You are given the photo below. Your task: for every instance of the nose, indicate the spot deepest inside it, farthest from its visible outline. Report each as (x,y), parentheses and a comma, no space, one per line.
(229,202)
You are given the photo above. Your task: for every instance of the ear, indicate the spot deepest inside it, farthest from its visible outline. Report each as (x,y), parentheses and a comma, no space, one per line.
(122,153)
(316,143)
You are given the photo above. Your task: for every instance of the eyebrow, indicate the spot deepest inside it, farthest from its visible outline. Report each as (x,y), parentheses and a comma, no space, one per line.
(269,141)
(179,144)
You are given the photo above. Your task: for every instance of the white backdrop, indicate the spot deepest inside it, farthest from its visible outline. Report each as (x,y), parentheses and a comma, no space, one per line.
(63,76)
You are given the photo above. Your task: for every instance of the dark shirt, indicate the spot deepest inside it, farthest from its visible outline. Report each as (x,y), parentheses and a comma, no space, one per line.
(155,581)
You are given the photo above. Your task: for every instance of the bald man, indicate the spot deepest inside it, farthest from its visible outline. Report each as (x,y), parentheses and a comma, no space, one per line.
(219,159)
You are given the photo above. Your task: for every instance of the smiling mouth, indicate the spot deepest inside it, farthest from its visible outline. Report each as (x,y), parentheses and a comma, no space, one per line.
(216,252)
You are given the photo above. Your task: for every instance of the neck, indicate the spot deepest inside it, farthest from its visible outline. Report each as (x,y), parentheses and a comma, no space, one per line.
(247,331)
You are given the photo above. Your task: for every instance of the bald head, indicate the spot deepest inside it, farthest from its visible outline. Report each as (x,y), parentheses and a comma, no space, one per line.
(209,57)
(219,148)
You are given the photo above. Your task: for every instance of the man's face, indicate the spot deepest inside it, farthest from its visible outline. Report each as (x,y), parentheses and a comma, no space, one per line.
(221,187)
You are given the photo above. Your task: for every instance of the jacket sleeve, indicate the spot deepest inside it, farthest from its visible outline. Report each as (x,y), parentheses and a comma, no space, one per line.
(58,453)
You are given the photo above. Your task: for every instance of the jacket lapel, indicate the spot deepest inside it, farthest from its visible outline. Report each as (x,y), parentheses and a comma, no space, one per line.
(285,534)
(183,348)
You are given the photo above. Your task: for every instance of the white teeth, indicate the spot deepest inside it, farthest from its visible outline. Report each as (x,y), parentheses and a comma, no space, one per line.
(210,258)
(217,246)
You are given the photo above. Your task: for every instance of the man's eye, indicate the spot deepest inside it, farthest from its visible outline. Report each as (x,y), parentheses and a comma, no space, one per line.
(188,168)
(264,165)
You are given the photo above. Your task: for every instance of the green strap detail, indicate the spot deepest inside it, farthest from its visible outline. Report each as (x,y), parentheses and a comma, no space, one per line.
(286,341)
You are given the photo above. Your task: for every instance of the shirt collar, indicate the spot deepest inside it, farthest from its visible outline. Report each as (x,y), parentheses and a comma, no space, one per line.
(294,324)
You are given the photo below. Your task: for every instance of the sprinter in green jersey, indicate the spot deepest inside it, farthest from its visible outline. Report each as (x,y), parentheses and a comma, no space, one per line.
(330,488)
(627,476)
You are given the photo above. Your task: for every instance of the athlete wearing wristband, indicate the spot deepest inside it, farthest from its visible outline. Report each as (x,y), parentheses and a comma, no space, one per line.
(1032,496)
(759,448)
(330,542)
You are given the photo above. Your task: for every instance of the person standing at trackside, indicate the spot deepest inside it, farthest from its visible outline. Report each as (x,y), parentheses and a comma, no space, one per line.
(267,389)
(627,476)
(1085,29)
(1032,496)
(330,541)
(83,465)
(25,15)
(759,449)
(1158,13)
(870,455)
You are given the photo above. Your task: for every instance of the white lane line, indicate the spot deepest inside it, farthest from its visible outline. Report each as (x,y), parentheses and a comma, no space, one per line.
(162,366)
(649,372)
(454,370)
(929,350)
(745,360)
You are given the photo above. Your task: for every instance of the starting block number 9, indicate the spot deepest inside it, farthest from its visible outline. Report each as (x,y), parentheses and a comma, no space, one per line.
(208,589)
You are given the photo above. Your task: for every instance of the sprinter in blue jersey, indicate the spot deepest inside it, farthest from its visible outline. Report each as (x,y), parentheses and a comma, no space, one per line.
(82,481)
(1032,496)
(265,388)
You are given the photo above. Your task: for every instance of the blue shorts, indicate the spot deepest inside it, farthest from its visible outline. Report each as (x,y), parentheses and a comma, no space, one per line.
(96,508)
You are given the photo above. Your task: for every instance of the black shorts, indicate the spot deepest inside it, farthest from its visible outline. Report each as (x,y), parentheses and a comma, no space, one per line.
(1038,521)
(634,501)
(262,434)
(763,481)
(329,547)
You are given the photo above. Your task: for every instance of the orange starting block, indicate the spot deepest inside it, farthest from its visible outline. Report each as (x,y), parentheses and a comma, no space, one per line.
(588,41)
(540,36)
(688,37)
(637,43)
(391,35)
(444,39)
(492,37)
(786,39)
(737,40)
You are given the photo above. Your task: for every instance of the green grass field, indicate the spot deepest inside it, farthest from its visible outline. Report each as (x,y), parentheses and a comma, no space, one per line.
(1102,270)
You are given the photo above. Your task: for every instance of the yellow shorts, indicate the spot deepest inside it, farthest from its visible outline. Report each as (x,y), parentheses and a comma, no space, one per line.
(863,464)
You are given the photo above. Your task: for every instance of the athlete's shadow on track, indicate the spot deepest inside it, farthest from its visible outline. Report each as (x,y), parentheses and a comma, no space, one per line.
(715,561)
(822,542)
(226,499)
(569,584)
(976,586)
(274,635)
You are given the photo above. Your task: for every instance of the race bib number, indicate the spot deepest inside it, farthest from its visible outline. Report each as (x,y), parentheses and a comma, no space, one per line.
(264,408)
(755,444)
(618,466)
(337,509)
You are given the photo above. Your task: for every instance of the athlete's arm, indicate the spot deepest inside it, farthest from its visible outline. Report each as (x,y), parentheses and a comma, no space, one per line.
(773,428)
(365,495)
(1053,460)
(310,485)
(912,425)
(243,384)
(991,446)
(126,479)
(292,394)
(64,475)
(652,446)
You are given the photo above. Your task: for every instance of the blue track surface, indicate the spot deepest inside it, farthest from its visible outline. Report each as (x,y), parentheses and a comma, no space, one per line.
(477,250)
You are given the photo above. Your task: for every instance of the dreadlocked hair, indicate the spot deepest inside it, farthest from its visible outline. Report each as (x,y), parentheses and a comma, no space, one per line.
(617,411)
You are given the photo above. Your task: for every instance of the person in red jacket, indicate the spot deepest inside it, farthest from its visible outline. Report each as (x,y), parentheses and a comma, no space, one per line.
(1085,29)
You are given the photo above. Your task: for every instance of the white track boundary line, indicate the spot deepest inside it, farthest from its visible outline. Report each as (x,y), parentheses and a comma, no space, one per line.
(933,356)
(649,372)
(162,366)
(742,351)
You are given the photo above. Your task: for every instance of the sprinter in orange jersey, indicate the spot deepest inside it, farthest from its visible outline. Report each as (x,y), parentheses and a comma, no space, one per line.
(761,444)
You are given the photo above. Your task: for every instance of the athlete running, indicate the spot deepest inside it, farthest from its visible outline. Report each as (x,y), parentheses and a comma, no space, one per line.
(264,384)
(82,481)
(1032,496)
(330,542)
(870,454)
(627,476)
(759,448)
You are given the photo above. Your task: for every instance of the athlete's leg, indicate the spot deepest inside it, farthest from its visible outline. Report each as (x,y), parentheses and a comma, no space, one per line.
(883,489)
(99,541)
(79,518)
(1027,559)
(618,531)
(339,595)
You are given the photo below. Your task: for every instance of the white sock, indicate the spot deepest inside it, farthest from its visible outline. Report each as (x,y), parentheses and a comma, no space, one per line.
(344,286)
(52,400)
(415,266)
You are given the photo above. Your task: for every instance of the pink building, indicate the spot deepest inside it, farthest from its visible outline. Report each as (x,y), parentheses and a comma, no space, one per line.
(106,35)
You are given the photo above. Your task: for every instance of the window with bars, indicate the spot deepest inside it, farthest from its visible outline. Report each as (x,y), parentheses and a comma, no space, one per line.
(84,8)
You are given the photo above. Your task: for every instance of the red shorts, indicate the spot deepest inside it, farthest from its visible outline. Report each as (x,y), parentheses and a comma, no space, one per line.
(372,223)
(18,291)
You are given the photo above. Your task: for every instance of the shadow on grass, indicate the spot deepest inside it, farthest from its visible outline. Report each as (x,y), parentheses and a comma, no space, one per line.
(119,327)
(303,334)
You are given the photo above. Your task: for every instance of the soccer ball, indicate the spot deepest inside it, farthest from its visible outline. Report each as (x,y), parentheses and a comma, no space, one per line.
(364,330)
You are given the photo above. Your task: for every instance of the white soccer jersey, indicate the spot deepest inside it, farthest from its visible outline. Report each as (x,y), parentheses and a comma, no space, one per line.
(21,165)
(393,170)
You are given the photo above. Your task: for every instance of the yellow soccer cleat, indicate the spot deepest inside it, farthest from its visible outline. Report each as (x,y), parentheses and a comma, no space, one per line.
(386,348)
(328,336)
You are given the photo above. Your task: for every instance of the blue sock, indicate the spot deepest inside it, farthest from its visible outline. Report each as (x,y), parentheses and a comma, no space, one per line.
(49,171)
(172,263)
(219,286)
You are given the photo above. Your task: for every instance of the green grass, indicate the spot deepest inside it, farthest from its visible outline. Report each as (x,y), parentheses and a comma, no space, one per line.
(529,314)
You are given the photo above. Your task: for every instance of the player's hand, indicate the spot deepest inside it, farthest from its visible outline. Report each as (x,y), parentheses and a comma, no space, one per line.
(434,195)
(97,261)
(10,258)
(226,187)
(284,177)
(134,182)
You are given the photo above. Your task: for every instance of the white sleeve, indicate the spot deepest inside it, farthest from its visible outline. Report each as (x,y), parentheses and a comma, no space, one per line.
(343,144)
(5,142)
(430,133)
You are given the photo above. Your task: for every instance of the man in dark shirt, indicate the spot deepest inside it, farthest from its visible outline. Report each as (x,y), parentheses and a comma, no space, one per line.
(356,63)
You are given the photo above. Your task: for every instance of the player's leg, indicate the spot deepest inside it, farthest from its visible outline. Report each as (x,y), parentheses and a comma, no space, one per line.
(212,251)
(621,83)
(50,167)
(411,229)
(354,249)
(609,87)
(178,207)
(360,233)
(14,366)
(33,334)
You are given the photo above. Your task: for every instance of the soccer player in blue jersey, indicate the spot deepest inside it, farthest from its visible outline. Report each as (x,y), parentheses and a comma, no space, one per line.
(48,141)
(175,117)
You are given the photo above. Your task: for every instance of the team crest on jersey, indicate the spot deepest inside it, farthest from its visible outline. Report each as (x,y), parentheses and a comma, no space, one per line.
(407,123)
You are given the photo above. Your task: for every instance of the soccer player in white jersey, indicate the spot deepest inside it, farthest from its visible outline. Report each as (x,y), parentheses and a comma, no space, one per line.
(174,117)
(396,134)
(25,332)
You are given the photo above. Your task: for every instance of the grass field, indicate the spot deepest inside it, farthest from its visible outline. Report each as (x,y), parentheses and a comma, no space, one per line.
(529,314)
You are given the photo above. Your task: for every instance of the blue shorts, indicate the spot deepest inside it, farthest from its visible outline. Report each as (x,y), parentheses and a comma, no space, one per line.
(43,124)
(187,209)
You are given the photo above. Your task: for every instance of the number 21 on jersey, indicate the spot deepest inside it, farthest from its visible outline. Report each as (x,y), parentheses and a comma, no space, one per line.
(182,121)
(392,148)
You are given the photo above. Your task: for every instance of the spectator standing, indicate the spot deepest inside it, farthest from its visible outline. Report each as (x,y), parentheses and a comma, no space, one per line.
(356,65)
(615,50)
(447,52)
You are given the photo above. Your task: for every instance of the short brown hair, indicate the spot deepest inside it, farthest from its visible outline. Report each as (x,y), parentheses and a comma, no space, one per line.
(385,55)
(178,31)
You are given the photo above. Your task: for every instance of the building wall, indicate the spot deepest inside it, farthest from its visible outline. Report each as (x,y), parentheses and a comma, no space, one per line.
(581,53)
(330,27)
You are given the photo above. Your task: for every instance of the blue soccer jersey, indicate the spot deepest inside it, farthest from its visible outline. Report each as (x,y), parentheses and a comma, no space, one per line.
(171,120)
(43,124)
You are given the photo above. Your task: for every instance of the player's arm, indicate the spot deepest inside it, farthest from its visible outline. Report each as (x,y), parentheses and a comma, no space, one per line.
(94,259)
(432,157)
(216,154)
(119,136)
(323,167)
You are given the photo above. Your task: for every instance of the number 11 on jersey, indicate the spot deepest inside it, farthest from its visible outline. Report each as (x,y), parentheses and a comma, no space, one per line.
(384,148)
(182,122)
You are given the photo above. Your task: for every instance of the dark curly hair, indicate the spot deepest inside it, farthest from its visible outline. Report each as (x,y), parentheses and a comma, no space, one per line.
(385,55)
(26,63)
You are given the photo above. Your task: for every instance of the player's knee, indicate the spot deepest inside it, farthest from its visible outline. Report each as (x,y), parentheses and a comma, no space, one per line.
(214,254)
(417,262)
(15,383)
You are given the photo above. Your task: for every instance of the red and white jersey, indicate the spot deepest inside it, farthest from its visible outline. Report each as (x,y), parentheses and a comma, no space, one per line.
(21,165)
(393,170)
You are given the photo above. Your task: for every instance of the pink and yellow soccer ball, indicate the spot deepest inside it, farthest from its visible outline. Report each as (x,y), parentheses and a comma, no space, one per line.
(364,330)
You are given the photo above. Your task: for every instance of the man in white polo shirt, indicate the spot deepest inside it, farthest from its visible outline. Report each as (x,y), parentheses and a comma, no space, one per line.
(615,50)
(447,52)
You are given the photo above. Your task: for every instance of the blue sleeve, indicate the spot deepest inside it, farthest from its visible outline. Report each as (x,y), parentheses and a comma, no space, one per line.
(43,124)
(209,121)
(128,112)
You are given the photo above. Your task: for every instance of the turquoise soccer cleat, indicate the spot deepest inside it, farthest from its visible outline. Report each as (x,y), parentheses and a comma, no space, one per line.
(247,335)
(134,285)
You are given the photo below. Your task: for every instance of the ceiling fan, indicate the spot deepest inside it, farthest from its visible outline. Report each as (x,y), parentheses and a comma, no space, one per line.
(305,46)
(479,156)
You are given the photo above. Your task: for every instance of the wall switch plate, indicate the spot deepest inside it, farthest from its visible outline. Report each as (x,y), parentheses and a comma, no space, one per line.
━━━━━━━━━━━━━━━━
[WHAT THIS TASK INVOLVES]:
Each line from the one containing "man in white" to the end of the listing above should be copied exactly, and nothing else.

[TASK SOLUTION]:
You are given the photo above. Your task: for every instance of the man in white polo shirt, indicate the spot deepest inside it, farthest from its visible outline. Report each as (x,y), parentheses and a comma, no space, one per line.
(615,50)
(447,52)
You are given the photo above. Your task: for every instance of the blue sleeve, indicate the spot deepest inside it, farthest from its visible outline. Report each as (x,y), parentheses and a comma, no space, one per line.
(43,124)
(209,121)
(128,112)
You are given the photo above. Your task: for every instance of the turquoise soccer cleat, indicate the spot deepest inside it, farthest from its visible outline. Report each as (x,y), parentheses and a comma, no space, one per line.
(247,335)
(134,285)
You are given the photo below. Your task: for every instance of the ceiling fan, indicate the spot deepest inside it, farthest from its visible outline. Report each as (x,y), parentheses and a comma, no space, one per line.
(305,46)
(479,156)
You are given the photo above. Your task: for every instance of the wall switch plate, indicate the spot deepest inside it, farthest from its visible outline. Report each as (x,y), parentheses and a comma, no space, one per line.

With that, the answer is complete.